++++ TASK MATERIAL ++++

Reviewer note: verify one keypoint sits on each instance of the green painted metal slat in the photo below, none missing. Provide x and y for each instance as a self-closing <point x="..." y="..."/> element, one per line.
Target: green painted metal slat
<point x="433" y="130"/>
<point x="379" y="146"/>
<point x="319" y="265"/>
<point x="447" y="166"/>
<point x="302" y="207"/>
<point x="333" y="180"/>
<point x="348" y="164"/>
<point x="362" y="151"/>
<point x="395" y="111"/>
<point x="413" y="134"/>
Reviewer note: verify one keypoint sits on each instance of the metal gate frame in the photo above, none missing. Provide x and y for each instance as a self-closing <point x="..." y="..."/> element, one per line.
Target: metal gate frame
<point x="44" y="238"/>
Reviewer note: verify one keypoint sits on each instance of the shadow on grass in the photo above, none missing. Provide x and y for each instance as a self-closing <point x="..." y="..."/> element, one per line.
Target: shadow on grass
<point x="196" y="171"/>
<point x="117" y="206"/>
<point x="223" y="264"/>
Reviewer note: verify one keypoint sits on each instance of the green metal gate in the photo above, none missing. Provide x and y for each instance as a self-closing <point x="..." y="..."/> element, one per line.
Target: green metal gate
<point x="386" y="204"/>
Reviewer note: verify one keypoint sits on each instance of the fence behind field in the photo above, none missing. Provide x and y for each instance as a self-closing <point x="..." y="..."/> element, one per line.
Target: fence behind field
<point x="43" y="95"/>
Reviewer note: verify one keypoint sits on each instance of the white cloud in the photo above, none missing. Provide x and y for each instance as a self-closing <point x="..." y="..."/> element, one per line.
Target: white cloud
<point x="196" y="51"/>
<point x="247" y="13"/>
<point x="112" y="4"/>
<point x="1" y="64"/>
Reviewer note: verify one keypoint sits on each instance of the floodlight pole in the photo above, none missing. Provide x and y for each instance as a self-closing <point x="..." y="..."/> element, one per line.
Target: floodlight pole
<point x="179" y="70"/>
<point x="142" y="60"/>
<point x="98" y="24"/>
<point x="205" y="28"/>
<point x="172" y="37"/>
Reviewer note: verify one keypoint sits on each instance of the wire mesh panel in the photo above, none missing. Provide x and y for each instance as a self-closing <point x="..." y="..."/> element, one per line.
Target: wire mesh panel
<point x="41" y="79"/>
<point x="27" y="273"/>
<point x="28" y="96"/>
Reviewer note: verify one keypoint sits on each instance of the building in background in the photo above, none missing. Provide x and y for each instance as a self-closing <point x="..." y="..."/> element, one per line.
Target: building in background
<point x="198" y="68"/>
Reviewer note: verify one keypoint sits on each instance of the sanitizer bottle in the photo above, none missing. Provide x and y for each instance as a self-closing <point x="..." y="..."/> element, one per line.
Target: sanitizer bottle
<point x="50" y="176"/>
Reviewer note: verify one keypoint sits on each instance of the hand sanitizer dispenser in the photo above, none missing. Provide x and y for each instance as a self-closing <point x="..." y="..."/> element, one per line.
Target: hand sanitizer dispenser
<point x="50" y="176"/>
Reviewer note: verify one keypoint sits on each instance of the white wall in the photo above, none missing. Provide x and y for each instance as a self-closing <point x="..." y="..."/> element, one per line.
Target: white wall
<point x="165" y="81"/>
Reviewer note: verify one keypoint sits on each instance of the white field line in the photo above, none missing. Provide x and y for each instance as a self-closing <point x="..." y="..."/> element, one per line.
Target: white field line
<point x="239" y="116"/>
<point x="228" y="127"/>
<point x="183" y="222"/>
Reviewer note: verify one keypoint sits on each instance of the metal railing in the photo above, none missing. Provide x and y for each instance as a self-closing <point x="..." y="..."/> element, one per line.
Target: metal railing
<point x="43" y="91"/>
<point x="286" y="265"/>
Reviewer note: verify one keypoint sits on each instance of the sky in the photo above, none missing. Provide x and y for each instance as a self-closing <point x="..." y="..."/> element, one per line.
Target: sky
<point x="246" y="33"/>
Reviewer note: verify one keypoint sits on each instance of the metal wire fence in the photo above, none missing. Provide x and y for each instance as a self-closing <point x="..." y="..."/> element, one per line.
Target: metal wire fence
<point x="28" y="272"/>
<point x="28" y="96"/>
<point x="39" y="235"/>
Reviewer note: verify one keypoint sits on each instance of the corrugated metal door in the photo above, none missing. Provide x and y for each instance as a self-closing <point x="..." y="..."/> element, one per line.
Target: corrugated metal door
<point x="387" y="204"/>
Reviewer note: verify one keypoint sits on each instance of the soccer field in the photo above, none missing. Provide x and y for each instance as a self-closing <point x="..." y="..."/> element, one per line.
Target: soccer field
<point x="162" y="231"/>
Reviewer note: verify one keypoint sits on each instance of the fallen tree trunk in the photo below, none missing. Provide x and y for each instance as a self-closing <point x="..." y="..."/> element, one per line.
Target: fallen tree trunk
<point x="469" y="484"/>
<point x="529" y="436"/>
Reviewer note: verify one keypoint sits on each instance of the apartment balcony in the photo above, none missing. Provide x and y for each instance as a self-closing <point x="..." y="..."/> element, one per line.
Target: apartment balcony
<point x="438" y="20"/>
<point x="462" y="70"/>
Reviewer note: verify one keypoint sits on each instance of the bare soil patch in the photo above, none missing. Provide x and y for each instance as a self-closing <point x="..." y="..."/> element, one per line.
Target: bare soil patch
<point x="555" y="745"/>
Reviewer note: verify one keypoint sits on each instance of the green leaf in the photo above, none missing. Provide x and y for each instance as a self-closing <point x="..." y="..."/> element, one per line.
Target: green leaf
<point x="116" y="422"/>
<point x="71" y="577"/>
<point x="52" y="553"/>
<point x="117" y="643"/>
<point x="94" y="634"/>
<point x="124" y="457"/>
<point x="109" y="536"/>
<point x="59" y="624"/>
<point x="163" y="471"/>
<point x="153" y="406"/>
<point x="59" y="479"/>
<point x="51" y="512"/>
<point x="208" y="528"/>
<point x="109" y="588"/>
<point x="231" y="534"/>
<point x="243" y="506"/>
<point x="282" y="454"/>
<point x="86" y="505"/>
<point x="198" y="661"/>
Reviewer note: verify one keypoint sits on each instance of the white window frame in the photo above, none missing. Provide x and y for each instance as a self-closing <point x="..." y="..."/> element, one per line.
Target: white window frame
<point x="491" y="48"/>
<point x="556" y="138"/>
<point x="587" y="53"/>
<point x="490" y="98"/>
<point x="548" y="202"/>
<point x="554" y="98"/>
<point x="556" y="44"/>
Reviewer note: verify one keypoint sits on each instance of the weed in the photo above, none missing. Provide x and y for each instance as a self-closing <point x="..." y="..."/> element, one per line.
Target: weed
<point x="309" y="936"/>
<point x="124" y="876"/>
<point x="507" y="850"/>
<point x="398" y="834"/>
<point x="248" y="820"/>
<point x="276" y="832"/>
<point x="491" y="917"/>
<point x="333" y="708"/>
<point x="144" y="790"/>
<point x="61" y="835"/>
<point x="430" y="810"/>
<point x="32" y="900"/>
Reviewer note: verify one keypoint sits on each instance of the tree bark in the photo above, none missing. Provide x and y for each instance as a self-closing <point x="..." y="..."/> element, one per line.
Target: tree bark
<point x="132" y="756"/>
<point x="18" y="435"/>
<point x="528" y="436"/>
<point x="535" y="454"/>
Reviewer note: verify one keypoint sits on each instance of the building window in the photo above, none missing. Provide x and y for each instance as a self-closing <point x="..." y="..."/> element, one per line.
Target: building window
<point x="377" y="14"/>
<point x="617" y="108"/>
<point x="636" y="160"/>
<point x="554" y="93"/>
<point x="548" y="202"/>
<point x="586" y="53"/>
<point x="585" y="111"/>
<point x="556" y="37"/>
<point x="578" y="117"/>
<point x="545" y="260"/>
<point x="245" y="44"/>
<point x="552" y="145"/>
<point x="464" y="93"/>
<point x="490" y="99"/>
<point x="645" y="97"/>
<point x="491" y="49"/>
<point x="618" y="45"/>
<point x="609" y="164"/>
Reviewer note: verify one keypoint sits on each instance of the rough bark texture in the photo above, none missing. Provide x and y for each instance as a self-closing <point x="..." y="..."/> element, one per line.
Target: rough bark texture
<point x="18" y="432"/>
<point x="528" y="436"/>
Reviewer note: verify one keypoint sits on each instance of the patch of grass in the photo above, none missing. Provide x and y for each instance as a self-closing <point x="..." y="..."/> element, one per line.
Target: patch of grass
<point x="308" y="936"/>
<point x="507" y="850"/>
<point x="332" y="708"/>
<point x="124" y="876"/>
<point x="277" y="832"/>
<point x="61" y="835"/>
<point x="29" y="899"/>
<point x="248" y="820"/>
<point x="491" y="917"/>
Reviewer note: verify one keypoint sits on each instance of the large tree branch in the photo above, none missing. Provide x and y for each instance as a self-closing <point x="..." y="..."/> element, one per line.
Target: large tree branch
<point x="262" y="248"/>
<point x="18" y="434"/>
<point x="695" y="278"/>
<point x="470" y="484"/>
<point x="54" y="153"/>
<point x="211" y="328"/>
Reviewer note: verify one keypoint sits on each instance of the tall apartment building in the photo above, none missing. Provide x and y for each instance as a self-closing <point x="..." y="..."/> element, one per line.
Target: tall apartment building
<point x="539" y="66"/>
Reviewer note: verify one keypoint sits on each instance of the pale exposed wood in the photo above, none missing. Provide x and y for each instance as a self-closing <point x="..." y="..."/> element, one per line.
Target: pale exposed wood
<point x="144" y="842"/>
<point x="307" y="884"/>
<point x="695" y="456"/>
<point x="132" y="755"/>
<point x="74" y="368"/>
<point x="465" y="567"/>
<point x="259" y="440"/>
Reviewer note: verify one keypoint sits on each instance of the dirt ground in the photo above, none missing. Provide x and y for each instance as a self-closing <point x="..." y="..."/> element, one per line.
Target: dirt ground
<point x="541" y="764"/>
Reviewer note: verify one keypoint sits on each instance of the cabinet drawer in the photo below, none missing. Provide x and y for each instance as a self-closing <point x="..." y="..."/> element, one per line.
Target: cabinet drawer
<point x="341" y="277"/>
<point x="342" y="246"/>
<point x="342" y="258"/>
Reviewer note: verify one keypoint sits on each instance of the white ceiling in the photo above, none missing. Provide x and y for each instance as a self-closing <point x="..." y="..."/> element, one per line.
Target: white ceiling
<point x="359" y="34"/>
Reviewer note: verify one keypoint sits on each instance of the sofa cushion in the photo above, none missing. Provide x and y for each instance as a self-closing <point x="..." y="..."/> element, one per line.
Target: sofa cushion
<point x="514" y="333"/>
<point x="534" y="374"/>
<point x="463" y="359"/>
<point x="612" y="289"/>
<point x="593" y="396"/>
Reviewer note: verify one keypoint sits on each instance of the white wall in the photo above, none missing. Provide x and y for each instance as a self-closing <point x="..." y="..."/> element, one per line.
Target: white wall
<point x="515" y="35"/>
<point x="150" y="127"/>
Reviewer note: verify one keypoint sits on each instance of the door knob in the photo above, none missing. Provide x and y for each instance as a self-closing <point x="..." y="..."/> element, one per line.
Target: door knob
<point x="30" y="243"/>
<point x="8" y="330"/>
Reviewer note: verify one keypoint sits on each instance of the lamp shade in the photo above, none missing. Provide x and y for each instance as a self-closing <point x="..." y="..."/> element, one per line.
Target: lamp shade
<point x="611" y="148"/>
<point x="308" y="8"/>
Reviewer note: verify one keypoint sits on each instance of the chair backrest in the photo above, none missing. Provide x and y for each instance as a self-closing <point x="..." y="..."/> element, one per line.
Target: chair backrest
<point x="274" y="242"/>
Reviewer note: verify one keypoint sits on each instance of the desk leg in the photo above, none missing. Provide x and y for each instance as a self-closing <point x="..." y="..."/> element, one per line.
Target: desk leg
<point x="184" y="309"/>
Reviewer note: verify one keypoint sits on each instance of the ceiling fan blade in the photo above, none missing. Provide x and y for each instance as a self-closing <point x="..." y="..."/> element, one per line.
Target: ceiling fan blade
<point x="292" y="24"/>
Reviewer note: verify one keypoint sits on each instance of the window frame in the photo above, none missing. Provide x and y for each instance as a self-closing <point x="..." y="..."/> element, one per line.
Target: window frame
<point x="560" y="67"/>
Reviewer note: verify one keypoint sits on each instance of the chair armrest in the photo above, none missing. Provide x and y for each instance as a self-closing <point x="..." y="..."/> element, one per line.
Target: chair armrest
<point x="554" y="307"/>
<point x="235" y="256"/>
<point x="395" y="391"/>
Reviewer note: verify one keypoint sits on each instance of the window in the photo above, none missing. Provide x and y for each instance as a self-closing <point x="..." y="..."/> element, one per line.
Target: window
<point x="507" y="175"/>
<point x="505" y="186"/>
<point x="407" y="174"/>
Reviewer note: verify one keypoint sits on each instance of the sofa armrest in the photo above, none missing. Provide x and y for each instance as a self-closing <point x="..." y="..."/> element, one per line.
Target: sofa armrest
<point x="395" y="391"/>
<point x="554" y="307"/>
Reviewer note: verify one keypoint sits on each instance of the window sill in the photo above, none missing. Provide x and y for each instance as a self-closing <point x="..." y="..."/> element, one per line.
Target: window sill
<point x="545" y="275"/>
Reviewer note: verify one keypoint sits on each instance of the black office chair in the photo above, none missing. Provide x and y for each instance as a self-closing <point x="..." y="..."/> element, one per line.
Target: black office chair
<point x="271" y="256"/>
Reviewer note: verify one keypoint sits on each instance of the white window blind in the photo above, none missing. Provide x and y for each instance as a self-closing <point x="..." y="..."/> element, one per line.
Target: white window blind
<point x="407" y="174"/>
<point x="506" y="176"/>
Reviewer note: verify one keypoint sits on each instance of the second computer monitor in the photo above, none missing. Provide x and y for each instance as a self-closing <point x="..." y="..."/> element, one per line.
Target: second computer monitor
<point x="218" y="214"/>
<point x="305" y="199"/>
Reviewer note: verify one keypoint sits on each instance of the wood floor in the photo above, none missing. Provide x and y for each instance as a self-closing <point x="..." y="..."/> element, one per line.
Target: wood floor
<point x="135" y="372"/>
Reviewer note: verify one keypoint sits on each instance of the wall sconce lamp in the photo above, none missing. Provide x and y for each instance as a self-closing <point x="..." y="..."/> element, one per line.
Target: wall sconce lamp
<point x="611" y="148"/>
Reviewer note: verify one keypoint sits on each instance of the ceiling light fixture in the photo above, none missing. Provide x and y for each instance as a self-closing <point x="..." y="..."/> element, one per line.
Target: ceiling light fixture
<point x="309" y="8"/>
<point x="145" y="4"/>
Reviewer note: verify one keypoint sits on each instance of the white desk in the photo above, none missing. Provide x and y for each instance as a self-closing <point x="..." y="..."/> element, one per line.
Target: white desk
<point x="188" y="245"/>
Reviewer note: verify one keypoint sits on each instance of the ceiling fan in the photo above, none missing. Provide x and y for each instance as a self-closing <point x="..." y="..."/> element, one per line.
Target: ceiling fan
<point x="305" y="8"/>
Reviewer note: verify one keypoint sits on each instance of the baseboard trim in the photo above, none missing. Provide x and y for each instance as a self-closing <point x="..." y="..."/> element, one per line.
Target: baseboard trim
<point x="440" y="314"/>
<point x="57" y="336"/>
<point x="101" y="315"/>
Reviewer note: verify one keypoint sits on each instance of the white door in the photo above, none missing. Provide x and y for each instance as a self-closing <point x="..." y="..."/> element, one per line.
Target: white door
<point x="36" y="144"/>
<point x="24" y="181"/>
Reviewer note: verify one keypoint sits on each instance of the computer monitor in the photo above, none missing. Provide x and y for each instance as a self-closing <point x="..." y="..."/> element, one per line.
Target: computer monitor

++++

Each line from the one containing "ceiling fan in" through the end of the entries, both included, is to be returned exactly, with no other lines.

**FULL OUTPUT:**
Reviewer note: verify one keypoint sits on each instance of the ceiling fan in the photo above, none missing. Provide x and y for each instance as a self-closing <point x="..." y="..."/> element, one per line.
Target: ceiling fan
<point x="305" y="8"/>
Reviewer note: verify one keypoint sits on each instance of the baseboard trim in the photo above, none missing. Provide x and y for each instance as a self-closing <point x="..." y="..."/> element, one per line.
Target: baseboard trim
<point x="440" y="314"/>
<point x="57" y="336"/>
<point x="101" y="315"/>
Reviewer note: verify one keypoint sits on each instance of the white door in the photo above, none missing. Provide x and y for each instance as a self-closing <point x="..." y="..."/> element, one per line.
Target: white door
<point x="36" y="144"/>
<point x="24" y="181"/>
Reviewer note: verify one keypoint sits on each instance of the computer monitor in the photo above, none missing. Provide x and y for each instance as a self-closing <point x="..." y="..."/> element, one per line.
Target: computer monitor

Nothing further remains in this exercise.